* PASSAGE PROVIDED *
>>>>>

As the government shutdown continues, leaving some 800,000 furloughed federal workers with $5,000 (or more) in missed wages, many unpaid employees and their families are relying on the generosity of others to scrape by.

In fact, New York Times reporter Adam Goldman tweeted Thursday that the New York FBI has created a “food bank” to help feed its unpaid agents, noting, “the public does not realize the impact that a shutdown has on the FBI or on our families.”

Although the FBI Office of Public Affairs declined to comment, FBI Agents Association (FBIAA) spokesperson Paul Nathanson told Fortune that agents were indeed helping each other acquire food for their families.

“I wouldn’t call it a food bank—it’s agents and others in these offices taking care of each other in times of need,” Nathanson said. “It’s great that this has to be done, but it is not surprising that the FBI family has come together to support each other.”

There have been calls to feed unpaid FBI agents, among other furloughed workers, across the country. “They’re kinda a proud bunch so if u ask an FBI employee they’ll likely say all is ok, in spite of $0 pay,” said Salt Lake City-based reporter Debbie Dujanovic in a tweet asking community members to donate extra groceries.

<<<<<

* GIVEN DATA *
>>>>>

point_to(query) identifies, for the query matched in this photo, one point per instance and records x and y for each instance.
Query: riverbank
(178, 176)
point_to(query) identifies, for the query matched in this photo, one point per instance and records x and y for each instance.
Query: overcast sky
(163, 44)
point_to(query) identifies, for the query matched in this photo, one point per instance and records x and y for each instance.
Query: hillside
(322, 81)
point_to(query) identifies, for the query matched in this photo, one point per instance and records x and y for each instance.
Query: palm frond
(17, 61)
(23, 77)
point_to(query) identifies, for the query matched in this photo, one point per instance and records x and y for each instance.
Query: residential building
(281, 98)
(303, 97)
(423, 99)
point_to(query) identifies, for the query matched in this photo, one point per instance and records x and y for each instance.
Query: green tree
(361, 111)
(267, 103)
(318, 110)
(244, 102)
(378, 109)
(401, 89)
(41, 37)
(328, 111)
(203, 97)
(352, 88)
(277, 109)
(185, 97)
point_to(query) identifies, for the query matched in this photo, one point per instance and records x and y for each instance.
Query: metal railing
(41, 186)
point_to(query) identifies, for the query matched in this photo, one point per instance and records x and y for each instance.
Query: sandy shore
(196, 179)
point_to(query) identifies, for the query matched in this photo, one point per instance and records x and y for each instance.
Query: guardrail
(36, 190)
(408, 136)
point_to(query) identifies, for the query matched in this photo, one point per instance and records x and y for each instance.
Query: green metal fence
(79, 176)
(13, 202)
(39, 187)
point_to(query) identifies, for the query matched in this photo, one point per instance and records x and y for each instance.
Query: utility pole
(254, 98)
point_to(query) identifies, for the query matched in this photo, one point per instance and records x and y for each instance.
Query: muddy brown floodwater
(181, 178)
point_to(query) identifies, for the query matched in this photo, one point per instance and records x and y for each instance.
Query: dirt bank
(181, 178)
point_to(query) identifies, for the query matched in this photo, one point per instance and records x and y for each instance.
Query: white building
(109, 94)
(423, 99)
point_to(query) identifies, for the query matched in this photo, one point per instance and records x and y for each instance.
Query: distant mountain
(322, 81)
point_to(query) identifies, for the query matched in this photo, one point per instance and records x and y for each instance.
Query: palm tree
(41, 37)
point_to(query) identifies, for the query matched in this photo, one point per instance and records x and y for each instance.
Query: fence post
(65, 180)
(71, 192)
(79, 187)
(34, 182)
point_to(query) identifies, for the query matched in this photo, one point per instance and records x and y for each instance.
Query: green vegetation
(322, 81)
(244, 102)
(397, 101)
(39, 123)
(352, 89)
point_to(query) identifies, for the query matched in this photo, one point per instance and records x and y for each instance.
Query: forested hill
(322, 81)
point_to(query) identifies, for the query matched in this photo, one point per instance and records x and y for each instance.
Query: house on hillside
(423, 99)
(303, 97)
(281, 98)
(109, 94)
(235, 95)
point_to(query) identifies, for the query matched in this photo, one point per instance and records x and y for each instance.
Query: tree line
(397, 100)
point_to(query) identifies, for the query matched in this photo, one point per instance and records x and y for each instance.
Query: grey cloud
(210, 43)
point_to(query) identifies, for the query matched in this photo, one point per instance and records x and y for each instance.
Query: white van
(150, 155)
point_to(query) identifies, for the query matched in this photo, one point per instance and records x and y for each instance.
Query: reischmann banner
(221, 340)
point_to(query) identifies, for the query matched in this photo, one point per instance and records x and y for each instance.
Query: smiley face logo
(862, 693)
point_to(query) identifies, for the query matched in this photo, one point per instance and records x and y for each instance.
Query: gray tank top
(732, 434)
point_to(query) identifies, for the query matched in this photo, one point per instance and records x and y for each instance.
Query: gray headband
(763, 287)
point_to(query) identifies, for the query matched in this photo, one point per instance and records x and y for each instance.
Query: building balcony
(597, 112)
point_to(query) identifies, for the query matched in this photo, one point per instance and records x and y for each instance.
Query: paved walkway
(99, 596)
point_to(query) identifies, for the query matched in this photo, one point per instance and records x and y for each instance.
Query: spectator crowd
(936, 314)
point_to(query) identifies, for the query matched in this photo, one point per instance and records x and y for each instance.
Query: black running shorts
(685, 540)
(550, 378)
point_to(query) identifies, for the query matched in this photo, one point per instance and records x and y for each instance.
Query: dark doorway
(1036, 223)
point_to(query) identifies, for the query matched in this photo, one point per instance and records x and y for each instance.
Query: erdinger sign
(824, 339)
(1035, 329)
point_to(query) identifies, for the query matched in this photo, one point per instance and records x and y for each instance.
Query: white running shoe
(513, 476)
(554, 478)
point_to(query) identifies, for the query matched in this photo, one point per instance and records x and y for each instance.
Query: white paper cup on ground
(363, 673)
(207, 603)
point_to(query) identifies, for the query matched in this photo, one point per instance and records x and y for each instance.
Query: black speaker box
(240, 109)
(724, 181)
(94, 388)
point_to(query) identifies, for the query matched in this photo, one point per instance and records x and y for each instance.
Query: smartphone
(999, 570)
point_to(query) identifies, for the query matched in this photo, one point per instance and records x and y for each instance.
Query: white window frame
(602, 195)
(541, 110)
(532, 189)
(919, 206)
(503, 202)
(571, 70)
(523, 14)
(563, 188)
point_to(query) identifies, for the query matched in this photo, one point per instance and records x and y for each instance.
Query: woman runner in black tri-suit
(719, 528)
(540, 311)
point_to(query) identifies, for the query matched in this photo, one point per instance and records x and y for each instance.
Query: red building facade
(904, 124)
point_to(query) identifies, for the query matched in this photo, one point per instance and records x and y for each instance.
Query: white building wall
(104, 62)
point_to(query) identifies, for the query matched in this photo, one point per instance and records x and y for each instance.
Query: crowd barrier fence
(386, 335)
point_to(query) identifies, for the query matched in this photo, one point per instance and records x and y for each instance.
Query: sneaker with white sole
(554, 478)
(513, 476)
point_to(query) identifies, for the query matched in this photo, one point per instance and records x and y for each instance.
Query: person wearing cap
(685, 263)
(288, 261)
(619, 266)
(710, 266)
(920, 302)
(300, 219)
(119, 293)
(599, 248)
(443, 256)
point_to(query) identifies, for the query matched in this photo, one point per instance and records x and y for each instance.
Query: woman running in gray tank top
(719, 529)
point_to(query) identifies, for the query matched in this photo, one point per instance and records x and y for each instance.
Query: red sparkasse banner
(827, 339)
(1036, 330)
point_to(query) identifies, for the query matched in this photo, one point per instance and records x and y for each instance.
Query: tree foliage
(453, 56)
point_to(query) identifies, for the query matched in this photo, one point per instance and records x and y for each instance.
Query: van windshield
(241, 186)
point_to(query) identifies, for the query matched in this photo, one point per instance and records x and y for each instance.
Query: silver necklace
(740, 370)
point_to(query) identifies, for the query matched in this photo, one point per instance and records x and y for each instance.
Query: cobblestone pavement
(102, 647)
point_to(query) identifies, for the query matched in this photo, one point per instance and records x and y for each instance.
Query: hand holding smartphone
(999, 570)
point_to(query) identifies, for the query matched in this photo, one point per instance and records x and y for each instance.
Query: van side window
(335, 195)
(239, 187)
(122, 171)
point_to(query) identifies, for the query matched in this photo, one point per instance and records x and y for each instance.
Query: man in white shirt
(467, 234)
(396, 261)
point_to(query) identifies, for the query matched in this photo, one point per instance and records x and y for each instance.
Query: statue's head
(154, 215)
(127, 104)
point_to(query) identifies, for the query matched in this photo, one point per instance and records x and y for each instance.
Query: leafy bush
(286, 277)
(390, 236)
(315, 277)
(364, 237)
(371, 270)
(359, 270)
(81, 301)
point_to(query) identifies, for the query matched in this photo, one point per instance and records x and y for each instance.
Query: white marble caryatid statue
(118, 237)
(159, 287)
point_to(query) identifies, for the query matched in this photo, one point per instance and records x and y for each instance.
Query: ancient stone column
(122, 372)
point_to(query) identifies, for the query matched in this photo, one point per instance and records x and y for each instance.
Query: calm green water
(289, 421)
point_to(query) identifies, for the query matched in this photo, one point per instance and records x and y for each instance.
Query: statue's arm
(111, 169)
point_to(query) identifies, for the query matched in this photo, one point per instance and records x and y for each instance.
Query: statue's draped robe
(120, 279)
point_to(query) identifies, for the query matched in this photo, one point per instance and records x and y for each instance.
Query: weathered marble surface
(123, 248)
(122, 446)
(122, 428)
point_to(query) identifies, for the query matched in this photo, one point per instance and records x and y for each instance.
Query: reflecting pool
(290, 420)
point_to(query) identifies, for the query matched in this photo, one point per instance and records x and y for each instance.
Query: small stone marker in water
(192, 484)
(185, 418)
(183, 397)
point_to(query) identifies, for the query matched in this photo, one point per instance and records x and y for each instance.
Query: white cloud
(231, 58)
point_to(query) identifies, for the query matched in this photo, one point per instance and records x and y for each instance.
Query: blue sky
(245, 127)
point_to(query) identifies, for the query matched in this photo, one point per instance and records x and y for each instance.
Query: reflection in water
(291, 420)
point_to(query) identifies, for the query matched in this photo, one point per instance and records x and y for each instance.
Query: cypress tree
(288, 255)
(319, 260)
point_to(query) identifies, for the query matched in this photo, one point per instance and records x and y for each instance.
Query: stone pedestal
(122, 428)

<<<<<

* REQUESTS *
1. In the passage on the shutdown, who told Fortune that agents were helping each other get food for their families?
2. Count the lines among the rows that contain the word "green", and give only that number.
The passage on the shutdown and the rows were drawn from separate sources.

* SOLUTIONS TO THE EXERCISE *
1. FBI Agents Association spokesperson Paul Nathanson.

2. 4